** start of Records for the task **

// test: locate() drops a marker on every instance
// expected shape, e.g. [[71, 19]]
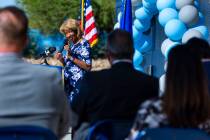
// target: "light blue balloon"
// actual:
[[137, 58], [203, 30], [138, 42], [151, 1], [150, 7], [197, 4], [168, 50], [136, 33], [142, 26], [142, 15], [162, 4], [167, 14], [174, 29], [146, 46], [139, 68]]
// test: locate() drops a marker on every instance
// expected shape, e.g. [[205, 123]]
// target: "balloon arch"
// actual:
[[181, 20]]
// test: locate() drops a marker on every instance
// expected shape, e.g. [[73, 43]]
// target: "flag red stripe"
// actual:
[[94, 37], [89, 16], [88, 29]]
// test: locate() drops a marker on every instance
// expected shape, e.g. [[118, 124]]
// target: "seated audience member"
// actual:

** end of Records for the task **

▶ Task
Reproduce every line of the items above, requests included, with each point coordinate in the answers multiplied by 0.45 and rounded to a whole number, halves rounded up, while the sample coordinates in the requests stay unchanged. Leave the pictures out of your answer.

▶ Full answer
// test: locate() drops a marker on every instance
// expected shape, e.g. [[71, 19]]
// target: "light blue balloon"
// actual:
[[62, 26], [91, 14], [62, 19], [68, 0], [68, 3], [89, 2], [76, 23], [61, 15], [64, 12], [64, 7], [73, 2], [75, 6], [78, 13], [66, 21], [63, 31]]
// test: locate() drops a marker on every instance
// expected shape, e.g. [[205, 123]]
// target: "balloon arch"
// actual:
[[81, 9]]
// test: locate() drops a marker on every instance
// expected shape, e.g. [[73, 43]]
// target: "flag red stripe"
// actual:
[[42, 17], [40, 7], [40, 13]]
// test: locate() drops a marker on every instance
// expected shape, e.g. [[118, 124]]
// target: "seated audience member"
// actual:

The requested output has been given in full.